* Start Extracted information *

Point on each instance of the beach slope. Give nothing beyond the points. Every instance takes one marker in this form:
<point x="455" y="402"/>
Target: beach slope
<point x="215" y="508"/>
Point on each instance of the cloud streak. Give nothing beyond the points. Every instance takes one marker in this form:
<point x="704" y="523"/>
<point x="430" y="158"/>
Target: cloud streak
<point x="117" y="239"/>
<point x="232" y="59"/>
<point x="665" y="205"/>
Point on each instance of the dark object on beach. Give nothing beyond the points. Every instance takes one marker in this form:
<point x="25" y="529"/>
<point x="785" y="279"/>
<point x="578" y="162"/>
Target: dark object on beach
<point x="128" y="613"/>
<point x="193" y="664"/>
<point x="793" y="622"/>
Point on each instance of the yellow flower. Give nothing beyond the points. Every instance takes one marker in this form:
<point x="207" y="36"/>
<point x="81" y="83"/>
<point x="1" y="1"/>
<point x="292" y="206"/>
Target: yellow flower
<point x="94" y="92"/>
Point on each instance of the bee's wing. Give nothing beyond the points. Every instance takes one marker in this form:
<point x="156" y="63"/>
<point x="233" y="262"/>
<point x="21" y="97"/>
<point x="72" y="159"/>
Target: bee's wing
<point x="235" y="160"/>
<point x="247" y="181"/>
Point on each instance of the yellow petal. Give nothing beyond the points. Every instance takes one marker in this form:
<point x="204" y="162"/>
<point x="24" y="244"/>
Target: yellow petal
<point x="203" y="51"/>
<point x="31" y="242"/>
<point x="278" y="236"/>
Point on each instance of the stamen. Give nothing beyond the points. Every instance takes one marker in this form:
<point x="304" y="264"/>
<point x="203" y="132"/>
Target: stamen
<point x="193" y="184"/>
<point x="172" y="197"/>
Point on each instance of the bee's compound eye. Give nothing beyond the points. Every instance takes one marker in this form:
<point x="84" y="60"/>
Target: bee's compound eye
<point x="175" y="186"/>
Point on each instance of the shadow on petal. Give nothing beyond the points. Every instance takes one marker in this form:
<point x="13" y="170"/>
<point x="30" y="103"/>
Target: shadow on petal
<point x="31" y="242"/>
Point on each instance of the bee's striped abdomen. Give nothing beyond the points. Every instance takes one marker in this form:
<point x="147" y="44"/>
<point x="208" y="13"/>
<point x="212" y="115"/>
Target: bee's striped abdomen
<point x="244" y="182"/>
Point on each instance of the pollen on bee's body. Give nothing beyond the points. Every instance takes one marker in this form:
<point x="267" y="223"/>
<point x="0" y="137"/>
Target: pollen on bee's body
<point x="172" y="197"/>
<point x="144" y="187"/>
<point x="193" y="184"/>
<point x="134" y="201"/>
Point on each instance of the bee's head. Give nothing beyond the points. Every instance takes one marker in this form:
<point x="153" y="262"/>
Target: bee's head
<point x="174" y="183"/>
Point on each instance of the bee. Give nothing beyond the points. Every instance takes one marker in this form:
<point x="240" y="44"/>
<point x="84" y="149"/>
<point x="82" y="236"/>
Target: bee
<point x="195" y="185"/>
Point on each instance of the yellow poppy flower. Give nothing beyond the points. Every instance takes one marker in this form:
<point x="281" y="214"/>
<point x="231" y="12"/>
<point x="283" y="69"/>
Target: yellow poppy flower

* End Extracted information *

**Written instruction**
Lay out every line of the records above as a Markdown table with the columns Row and Content, numbering the rows in order and skipping any blank lines.

**Answer to the problem**
| Row | Content |
|---|---|
| 1 | Point on each instance of the beach slope. Give nothing beyond the points. Every instance takes one marker in this form: |
| 2 | <point x="455" y="402"/> |
| 3 | Target: beach slope |
| 4 | <point x="215" y="508"/> |
| 5 | Point on each instance of the cloud streak. Give nothing beyond the points. Every instance takes one marker in this form: |
| 6 | <point x="704" y="523"/> |
| 7 | <point x="430" y="158"/> |
| 8 | Target: cloud streak |
| 9 | <point x="117" y="239"/> |
| 10 | <point x="232" y="59"/> |
| 11 | <point x="665" y="205"/> |
| 12 | Point on each instance of the dark object on beach. Give nothing beyond the points. Every instance takes one marker in this form: |
| 13 | <point x="25" y="529"/> |
| 14 | <point x="785" y="279"/> |
| 15 | <point x="578" y="162"/> |
| 16 | Target: dark object on beach |
| 17 | <point x="128" y="613"/> |
| 18 | <point x="193" y="664"/> |
| 19 | <point x="793" y="622"/> |
| 20 | Point on each instance of the yellow flower. Give nothing beyond the points. Every instance takes one marker in this form: |
| 21 | <point x="207" y="36"/> |
| 22 | <point x="81" y="83"/> |
| 23 | <point x="1" y="1"/> |
| 24 | <point x="292" y="206"/> |
| 25 | Target: yellow flower |
| 26 | <point x="94" y="92"/> |
| 27 | Point on each instance of the bee's wing. Give nothing beyond the points. Every instance takes one marker in this form: |
| 28 | <point x="156" y="63"/> |
| 29 | <point x="233" y="262"/> |
| 30 | <point x="21" y="97"/> |
| 31 | <point x="72" y="159"/> |
| 32 | Target: bee's wing |
| 33 | <point x="235" y="160"/> |
| 34 | <point x="247" y="181"/> |
| 35 | Point on each instance of the yellow petal. Give nothing beyond the points. Every instance takes one marker in this form: |
| 36 | <point x="204" y="162"/> |
| 37 | <point x="24" y="244"/> |
| 38 | Target: yellow petal |
| 39 | <point x="203" y="51"/> |
| 40 | <point x="31" y="242"/> |
| 41 | <point x="278" y="236"/> |
| 42 | Point on each instance of the stamen. Give nothing beyond the points. Every instance takes one marker in this form: |
| 43 | <point x="304" y="264"/> |
| 44 | <point x="203" y="132"/> |
| 45 | Target: stamen |
| 46 | <point x="193" y="184"/> |
| 47 | <point x="172" y="197"/> |
| 48 | Point on each instance of the bee's compound eye. Give nothing beyond the points. Every instance takes one marker in this form: |
| 49 | <point x="84" y="60"/> |
| 50 | Target: bee's compound eye |
| 51 | <point x="175" y="186"/> |
| 52 | Point on each instance of the shadow on petal. Give nothing beyond the points. Every instance takes one marker in this form: |
| 53 | <point x="13" y="170"/> |
| 54 | <point x="30" y="103"/> |
| 55 | Target: shadow on petal |
| 56 | <point x="31" y="242"/> |
| 57 | Point on each instance of the bee's striped abdomen. Give nothing beyond the points. Every instance takes one marker in this form: |
| 58 | <point x="147" y="44"/> |
| 59 | <point x="208" y="13"/> |
| 60 | <point x="212" y="115"/> |
| 61 | Target: bee's striped abdomen |
| 62 | <point x="244" y="182"/> |
| 63 | Point on each instance of the pollen on bee's body. Give nothing beyond the points. Every instance takes one marker in this form: |
| 64 | <point x="267" y="223"/> |
| 65 | <point x="0" y="137"/> |
| 66 | Target: pollen on bee's body |
| 67 | <point x="172" y="197"/> |
| 68 | <point x="144" y="187"/> |
| 69 | <point x="193" y="184"/> |
| 70 | <point x="134" y="201"/> |
| 71 | Point on each instance of the bee's head. Give nothing beyond the points. Every instance takes one marker in this form: |
| 72 | <point x="153" y="262"/> |
| 73 | Target: bee's head |
| 74 | <point x="174" y="183"/> |
| 75 | Point on each instance of the bee. Give nothing beyond the points. Every instance takes one marker in this form: |
| 76 | <point x="240" y="44"/> |
| 77 | <point x="84" y="149"/> |
| 78 | <point x="82" y="236"/> |
| 79 | Target: bee |
| 80 | <point x="195" y="185"/> |
| 81 | Point on each instance of the yellow poppy flower. Give nothing beyond the points. Every instance takes one marker in this form: |
| 82 | <point x="281" y="214"/> |
| 83 | <point x="231" y="12"/> |
| 84 | <point x="283" y="69"/> |
| 85 | Target: yellow poppy flower |